- [Brief]:
Each line of the listing below containing the word "tyre" should be returned.

==== Data to process ====

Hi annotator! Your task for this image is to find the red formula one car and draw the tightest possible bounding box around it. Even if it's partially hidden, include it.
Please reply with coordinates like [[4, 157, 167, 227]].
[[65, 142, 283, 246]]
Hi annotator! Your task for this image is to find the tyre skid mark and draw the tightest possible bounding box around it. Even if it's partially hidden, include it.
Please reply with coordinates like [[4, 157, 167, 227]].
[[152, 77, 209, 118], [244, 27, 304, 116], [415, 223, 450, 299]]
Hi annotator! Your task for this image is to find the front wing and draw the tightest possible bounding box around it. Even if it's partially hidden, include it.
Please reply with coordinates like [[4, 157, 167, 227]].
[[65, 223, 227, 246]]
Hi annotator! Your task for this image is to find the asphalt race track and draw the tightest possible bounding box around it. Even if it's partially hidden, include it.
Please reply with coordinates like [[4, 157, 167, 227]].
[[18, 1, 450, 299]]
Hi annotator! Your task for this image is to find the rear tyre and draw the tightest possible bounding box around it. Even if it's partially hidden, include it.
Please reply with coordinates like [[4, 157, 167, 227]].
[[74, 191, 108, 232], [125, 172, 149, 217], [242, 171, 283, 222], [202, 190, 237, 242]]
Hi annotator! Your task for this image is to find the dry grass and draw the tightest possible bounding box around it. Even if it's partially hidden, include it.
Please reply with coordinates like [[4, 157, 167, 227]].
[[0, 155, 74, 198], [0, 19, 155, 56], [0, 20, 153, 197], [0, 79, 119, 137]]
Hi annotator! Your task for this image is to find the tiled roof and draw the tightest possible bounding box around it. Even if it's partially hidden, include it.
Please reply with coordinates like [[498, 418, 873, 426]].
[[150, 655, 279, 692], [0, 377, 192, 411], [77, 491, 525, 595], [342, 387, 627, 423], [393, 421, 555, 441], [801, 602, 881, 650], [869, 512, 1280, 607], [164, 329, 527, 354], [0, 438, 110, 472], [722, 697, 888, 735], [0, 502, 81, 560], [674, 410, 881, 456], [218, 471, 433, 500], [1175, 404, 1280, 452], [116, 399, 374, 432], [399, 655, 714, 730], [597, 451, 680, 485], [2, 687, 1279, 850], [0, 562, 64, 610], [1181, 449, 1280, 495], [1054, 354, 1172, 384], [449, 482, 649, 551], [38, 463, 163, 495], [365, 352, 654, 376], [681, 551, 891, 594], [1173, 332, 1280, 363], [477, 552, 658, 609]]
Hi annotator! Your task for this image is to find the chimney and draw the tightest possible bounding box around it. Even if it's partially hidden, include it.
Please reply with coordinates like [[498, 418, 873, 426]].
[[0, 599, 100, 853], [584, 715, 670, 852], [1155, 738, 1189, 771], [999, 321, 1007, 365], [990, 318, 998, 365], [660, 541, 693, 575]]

====

- [Worked solution]:
Hi annotator! Your task for this image is to find the tyre skid mark and draw the tightest possible bounding box around it. Even if it's partially hidden, include it.
Hi annotator! Your task for this image is to find the rear tyre and draw the tightest possible bounding box around it. Even if it's partially hidden, include it.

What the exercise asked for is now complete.